**** Source document
# Chapter 05
## Handling categorical data

In [None]:
import numpy as np
import pandas as pd
from sklearn.preprocessing import LabelBinarizer, MultiLabelBinarizer
from sklearn.feature_extraction import DictVectorizer
from sklearn.neighbors import KNeighborsClassifier
from sklearn.impute import SimpleImputer
from sklearn.ensemble import RandomForestClassifier
from sklearn.datasets import load_iris

### 5.1 Encoding nominal categorical features  

In [None]:
feature = ([
    ['Texas'],
    ['California'],
    ['Texas'],
    {'Delaware'},
    ['Texas']
])

one_hot = MultiLabelBinarizer()

one_hot.fit_transform(feature)

In [None]:
one_hot.classes_

In [None]:
one_hot.inverse_transform(one_hot.transform(feature))

In [None]:
# One hot with Pandas
pd.get_dummies(pd.DataFrame(feature, columns=['State']))

In [None]:
multiclass_feature = [
    ('Texas', 'Florida'),
    ('California', 'Alabama'),
    ('Texas', 'Florida'),
    ('Delaware', 'Florida'),
    ('Texas', 'Alabama')
]

one_hot_multiclass = MultiLabelBinarizer()
one_hot_multiclass.fit_transform(multiclass_feature)

In [None]:
one_hot_multiclass.classes_

### 5.2 Encoding ordinal categorical features

In [None]:
dataframe = pd.DataFrame({'Score': ['Low', 'Low', 'Medium', 'Medium', 'High']})
********
**** Provided records
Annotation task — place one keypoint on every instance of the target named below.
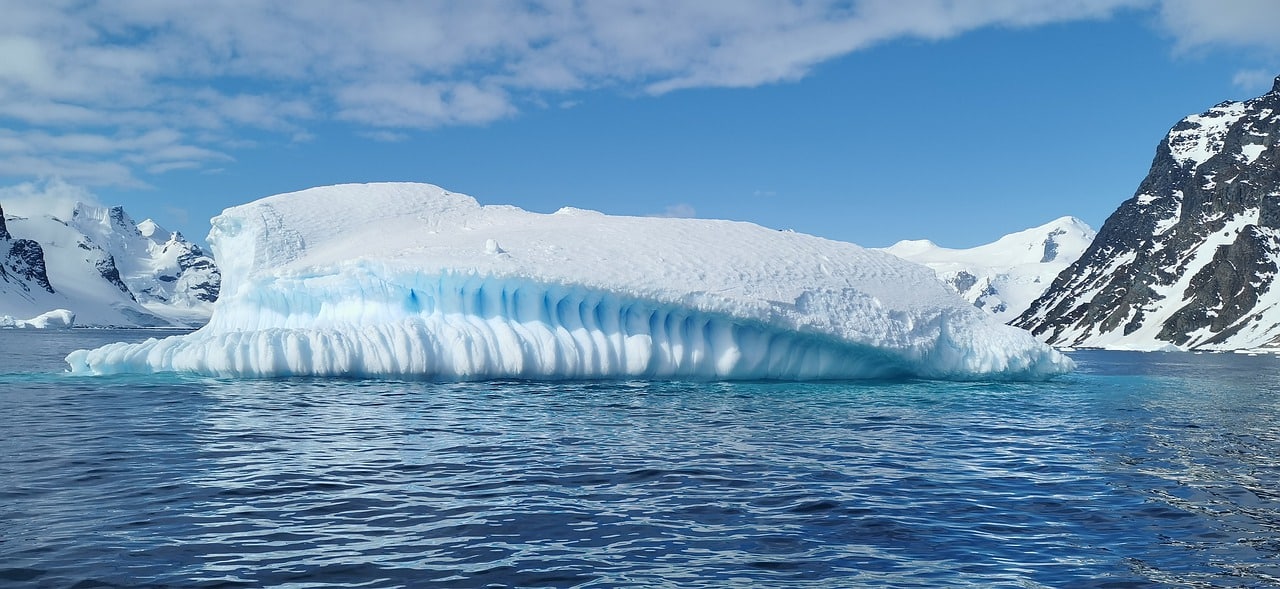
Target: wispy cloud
(53, 196)
(81, 81)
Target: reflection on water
(1138, 470)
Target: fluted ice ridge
(414, 281)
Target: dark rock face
(23, 261)
(109, 272)
(27, 263)
(1188, 259)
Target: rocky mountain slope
(1191, 260)
(105, 268)
(1005, 275)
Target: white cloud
(1253, 80)
(45, 197)
(73, 74)
(1238, 23)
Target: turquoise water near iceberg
(1137, 470)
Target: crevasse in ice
(400, 279)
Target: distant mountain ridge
(1189, 261)
(105, 268)
(1004, 277)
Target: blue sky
(865, 121)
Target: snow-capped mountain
(163, 270)
(1191, 260)
(1005, 275)
(105, 269)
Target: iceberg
(412, 281)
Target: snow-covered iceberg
(402, 279)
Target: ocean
(1137, 470)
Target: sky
(862, 121)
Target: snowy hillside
(411, 279)
(1191, 260)
(106, 272)
(1004, 277)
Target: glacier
(412, 281)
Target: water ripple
(1123, 475)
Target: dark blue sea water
(1138, 470)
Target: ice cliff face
(106, 269)
(1191, 260)
(414, 281)
(1005, 275)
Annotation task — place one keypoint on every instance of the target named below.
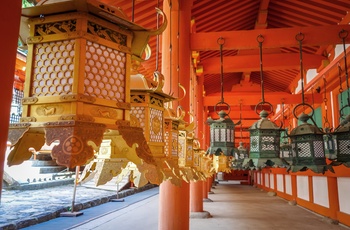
********
Required tasks
(a) In the categorical data notebook, what column name does the pandas one-hot example give to the DataFrame?
(b) Reproduce everything in the categorical data notebook from "### 5.1 Encoding" down to "one_hot.fit_transform(feature)".

Task-by-task outputs
(a) State

(b)
### 5.1 Encoding nominal categorical features  

In [None]:
feature = ([
    ['Texas'],
    ['California'],
    ['Texas'],
    {'Delaware'},
    ['Texas']
])

one_hot = MultiLabelBinarizer()

one_hot.fit_transform(feature)